__Document text__
━━━━━━━━

Smart Rule Cache Project Log: 2008

Monday, May 19, 2008

Evaluate the performance of hyper rule cache - Cache hit ratio

Hit ratio of hyper rule cache

Trace	Number of pkts	2 actions(%)	100 actions(%)
Trace 3	7439801	99.32883	99.19437
Trace 5	7432650	99.35800	99.24929
Trace 10	7448271	99.36112	99.22063

Evaluate the performance of hyper rule cache - Number of evolving rules

Number of evolving rules of hyper rule cache (100 actions)

Trace	Number of pkts	Avg	Max
Trace 3	7439801	17	24
Trace 5	7432650	16	24
Trace 10	7448271	18	27

Number of evolving rules of hyper rule cache (2 actions)

Trace	Number of pkts	Avg	Max
Trace 3	7439801	14	21
Trace 5	7432650	14	22
Trace 10	7448271	15	23

Evaluate the performance of hyper rule cache - Average cache update time

The following table shows the average cache update time of hyper rule cache on 3 different traces and the rule set(1802 rules) with 2 and 100 actions respectively.

Average cache update time of hyper rule cache

Trace	Number of pkts	2 actions	100 actions
Trace 3	7439801	169μs	219μs
Trace 5	7432650	159μs	187μs
Trace 10	7448271	166μs	20μs

Evaluate the performance of hyper rule cache - experiment setup

We evaluate the performance of hyper rule cache using 3 real traffic traces and a real rule set with 1802 rules, obtained from a tier-1 ISP. We randomly generate 2 and 100 actions respectively for each rule in the rule set.

All the experiments are run in a machine with Dual Core AMD Opteron(tm) Processor 275 CPU (2.2
GHz). The total memory of the machine is 16GB. Hyper rule cache and smart rule cache are run using same parameters, and under same conditions. The sliding window size is set to 1024.

━━━━━━━━

__Instruction A__
In the records, starting with the line containing "metal detector in" and going on through the end of the records, replace "matching" with "corresponding" and return those lines with nothing else changed.

__Stored rows__
━━━━━━━━

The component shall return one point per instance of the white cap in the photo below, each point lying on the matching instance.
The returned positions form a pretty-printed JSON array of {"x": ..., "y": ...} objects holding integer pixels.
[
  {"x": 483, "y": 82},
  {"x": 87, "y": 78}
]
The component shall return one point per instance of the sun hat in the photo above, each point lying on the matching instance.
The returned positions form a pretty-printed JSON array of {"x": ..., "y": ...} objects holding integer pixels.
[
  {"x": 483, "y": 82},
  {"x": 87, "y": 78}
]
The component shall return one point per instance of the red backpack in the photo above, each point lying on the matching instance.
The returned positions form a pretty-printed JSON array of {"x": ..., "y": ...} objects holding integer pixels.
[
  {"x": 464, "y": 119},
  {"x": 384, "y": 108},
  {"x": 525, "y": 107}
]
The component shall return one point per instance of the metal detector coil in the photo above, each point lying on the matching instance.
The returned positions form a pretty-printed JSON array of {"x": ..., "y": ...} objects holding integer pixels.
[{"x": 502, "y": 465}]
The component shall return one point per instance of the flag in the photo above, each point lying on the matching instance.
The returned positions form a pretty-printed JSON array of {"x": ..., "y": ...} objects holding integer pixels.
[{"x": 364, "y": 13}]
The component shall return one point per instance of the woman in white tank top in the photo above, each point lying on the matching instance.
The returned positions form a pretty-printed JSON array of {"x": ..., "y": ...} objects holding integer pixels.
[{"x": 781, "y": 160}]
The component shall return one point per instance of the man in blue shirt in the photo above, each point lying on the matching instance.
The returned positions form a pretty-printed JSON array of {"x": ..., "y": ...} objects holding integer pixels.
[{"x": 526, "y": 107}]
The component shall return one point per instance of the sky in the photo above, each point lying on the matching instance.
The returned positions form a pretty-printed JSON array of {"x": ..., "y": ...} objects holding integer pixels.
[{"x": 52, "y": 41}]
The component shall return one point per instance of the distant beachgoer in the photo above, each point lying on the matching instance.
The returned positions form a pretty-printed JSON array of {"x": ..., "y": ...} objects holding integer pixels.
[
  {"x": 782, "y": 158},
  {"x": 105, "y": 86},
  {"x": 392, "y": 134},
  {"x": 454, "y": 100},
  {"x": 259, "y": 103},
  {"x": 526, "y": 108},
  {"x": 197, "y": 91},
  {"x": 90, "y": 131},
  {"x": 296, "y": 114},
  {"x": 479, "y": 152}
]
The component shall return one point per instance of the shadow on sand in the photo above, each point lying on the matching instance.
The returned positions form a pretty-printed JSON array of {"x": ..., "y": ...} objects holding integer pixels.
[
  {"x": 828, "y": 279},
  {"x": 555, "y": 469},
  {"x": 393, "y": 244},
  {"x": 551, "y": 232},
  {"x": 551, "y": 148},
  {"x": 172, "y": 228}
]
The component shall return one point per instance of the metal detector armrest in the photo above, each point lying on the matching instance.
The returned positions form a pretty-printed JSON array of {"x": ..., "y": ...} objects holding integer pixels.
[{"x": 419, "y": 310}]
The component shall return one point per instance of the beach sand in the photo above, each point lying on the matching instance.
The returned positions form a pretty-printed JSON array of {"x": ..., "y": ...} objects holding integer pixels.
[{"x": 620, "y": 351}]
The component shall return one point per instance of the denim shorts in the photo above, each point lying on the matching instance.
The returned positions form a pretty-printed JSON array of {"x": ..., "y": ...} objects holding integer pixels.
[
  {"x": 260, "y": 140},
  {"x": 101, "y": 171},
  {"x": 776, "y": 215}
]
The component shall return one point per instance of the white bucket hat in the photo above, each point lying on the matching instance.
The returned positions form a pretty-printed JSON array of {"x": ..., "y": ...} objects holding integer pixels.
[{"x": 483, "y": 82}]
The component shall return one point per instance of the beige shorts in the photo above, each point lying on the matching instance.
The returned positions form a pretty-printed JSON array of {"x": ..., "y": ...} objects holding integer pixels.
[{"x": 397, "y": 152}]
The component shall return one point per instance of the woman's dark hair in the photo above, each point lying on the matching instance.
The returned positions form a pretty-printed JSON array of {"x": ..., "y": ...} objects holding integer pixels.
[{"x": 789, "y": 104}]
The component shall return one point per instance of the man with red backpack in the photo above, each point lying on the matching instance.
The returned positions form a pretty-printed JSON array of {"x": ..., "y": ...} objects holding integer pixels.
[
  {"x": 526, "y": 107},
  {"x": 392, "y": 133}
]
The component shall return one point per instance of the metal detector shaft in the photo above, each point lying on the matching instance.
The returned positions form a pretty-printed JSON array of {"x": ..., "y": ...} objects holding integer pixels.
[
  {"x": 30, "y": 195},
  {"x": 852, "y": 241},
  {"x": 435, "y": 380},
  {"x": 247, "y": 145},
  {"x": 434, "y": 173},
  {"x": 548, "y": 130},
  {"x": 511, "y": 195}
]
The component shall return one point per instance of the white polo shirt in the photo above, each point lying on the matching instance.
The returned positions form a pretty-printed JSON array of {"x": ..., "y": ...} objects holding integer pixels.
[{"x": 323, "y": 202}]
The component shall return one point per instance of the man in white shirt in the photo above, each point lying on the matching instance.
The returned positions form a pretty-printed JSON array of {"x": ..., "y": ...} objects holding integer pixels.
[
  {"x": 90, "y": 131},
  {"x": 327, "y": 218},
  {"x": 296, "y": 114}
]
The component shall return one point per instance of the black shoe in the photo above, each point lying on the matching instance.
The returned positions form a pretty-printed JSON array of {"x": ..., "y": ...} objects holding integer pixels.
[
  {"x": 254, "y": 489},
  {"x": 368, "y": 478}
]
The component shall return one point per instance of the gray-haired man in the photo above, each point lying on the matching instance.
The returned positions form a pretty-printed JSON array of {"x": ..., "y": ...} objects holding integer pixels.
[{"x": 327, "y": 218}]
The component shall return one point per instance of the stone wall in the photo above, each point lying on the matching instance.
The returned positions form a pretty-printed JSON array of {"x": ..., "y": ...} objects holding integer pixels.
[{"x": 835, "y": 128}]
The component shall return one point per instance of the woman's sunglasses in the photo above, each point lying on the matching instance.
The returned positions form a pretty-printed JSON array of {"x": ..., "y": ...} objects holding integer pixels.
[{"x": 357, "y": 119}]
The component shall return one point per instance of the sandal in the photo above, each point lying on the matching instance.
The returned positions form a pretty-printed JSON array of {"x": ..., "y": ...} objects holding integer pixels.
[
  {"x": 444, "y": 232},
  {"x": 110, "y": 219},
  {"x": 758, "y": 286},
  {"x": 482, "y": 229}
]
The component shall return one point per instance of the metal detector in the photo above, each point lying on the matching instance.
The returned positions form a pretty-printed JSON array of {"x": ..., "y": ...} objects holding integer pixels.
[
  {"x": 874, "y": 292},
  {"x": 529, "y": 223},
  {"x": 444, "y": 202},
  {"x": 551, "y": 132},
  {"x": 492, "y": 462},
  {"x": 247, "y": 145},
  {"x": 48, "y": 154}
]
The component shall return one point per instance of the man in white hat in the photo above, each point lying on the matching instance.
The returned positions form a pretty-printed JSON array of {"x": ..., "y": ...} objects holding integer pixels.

━━━━━━━━

__Instruction B__
Write the next part of the smart rule cache project log, continuing after its final sentence.

__Written response A__
The component shall return one point per instance of the metal detector in the photo above, each point lying on the corresponding instance.
The returned positions form a pretty-printed JSON array of {"x": ..., "y": ...} objects holding integer pixels.
[
  {"x": 874, "y": 292},
  {"x": 529, "y": 223},
  {"x": 444, "y": 202},
  {"x": 551, "y": 132},
  {"x": 492, "y": 462},
  {"x": 247, "y": 145},
  {"x": 48, "y": 154}
]
The component shall return one point per instance of the man in white hat in the photo above, each point lying on the corresponding instance.
The returned positions form a pretty-printed JSON array of {"x": ..., "y": ...} objects holding integer pixels.

__Written response B__
Verify the correctness of Hyper rule cache

To verify the correctness of hyper rule cache, two rule sets and associated trace files are used. Each packet in the trace file is associated with the correct rule that matches it. These files can be found from the following website: http://www.arl.wustl.edu/ hs1/project/.

We randomly generate 2, 4 and 10 actions for each rule in the two rule sets, and run hyper rule cache on these 6 pairs of rule set and traces. The action of each packet that is hit in the rule cache is printed out, and is compared with its real action.

Our experiments show that for each packet hit in rule cache, hyper rule cache give the same action as its real action. The results are summarized in table 3. As can be seen in the table, in all the 6 cases, 100% of packets are correctly classified by hyper rule cache, which proves the correctness of hyper rule cache scheme.

Hyper Rule Cache

A new packet classification scheme, hyper rule cache, is proposed. Hyper rule cache achieves high speed packet classification by caching a small number of evolving rules, which are updated continuously according to the characteristics of incoming traffic.

Hyper rule cache inherits the idea of caching dynamic rules from smart rule cache scheme, with several major modifications.

Firstly, Smart rule cache uses PPDD tree structure to store rules, which consumes huge memory
space especially for larger rule set. Hyper rule cache replaces PPDD with HyperCuts decision tree. HyperCuts tree is a popular structure for packet classification.

Hyper rule cache also proposed an algorithm for checking the HyperCuts tree whether an expanded rule conflicts with the semantics of the original rule set.

Finally, Hyper rule cache modified how the evolving rules are constructed, which makes PPDD tree unnecessary.

Sunday, May 4, 2008

Hypercut coding

We've gotten the hypercut code translated from C++ to C and have integrated it into our code. We are testing the code for errors and making sure that it still gives the correct output.

Thursday, April 24, 2008

taskq and update times

We have taken a look at the cache update time when using the taskq pragma in the code.
There was a slight decrease in the average update time, 7 milliseconds to 4 milliseconds. However, the worst case for update time increased greatly. The original code had a worst case of the update time around 5-6 seconds, the taskq code had worst cases around 40 seconds with two threads and 50 seconds with 4 threads.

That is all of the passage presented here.